Textauszug =>
Parco Palladiano V: Lauro 2016

MajorTom
13.09.2021 - 03:55 Uhr
19
Top Rezension
5
Preis
9
Flakon
8
Sillage
9
Haltbarkeit
10
Duft

Der Volltreffer

Mein erster Duft war Mitte der 80er das gute altehrwürdige Boss. Ein einfach gehaltener Flakon, schnörkellos und trotzdem ein Duft, den ich nie vergessen werde. Seitdem habe ich - ich weiß nicht wieviele - Düfte getestet, gekauft und versprüht, aber ja länger ich das mache, umso schwieriger wird die Suche nach wirklich Neuem. Gefühlt/gerochen war alles schon mal da.

Klar, auch die Branche selbst kann das Rad ja nicht neu erfinden. Es gibt zig Ingredienzen, diese lassen sich unterschiedlich mixen, aber irgendwann sind alle Möglichkeiten erschöpft und neue Kreationen gleichen zwangsweise immer irgendwo einem Duft, den es halt in zumindest ähnlicher Form schon gibt oder gab. Es gibt sicherlich Modeerscheinungen, wie das Oud in den letzten Jahren, welches nahezu jeder Hersteller in seinen 14. Flanker einbaute, aber ansonsten…?

Mit zunehmenden Alter suche ich auch nicht mehr die Art von Düften, die wie ein Lautsprecher durch die Gegend rennen und alles links und rechts zusammenschreien. Sillage gerne, Haltbarkeit auch, aber zwischen aufdringlich und subtil ist dann doch noch ein feiner Unterschied.

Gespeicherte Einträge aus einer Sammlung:
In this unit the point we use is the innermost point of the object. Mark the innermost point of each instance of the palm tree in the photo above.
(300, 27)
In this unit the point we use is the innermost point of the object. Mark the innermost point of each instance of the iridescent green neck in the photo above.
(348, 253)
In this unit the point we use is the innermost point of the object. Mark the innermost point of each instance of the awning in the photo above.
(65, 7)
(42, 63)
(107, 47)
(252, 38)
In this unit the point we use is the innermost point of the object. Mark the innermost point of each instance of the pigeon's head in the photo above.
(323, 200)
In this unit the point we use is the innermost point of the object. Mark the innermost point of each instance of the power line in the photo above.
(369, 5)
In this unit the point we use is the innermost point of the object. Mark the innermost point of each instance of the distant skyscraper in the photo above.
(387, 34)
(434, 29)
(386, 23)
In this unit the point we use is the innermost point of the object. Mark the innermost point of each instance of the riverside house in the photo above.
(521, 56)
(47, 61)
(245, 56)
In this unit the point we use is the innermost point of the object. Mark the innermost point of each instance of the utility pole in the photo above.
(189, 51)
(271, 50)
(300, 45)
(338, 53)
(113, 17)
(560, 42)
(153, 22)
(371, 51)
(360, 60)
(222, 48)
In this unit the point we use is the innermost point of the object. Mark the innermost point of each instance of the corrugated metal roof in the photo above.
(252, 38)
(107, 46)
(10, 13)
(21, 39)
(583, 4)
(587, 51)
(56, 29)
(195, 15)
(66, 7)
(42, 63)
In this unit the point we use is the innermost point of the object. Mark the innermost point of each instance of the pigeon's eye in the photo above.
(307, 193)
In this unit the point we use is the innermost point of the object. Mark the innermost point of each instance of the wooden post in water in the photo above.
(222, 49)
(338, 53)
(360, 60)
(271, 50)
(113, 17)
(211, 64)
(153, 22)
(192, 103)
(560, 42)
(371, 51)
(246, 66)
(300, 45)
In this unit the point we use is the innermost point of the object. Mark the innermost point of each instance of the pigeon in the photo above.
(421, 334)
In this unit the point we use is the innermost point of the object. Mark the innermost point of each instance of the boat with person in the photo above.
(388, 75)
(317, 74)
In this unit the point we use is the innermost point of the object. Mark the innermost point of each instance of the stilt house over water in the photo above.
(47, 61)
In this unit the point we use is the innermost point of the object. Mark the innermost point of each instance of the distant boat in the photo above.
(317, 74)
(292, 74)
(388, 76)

Aufgaben =>
A) Warum gleichen neue Kreationen laut der Rezension zwangsweise einem schon vorhandenen Duft? Antworte in ein bis drei Sätzen.
B) Gib den Abschnitt der Rezension zwischen „Mit zunehmenden Alter“ und „ein feiner Unterschied.“ wortgetreu aus, beide Stellen eingeschlossen.

Ausgearbeitete Lösungen =>
A) Es gibt zwar zig Ingredienzen, die sich unterschiedlich mixen lassen, doch irgendwann sind alle Möglichkeiten erschöpft. Deshalb ähnelt jede neue Kreation einem Duft, den es in zumindest ähnlicher Form schon gibt oder gab.

B)
Mit zunehmenden Alter suche ich auch nicht mehr die Art von Düften, die wie ein Lautsprecher durch die Gegend rennen und alles links und rechts zusammenschreien. Sillage gerne, Haltbarkeit auch, aber zwischen aufdringlich und subtil ist dann doch noch ein feiner Unterschied.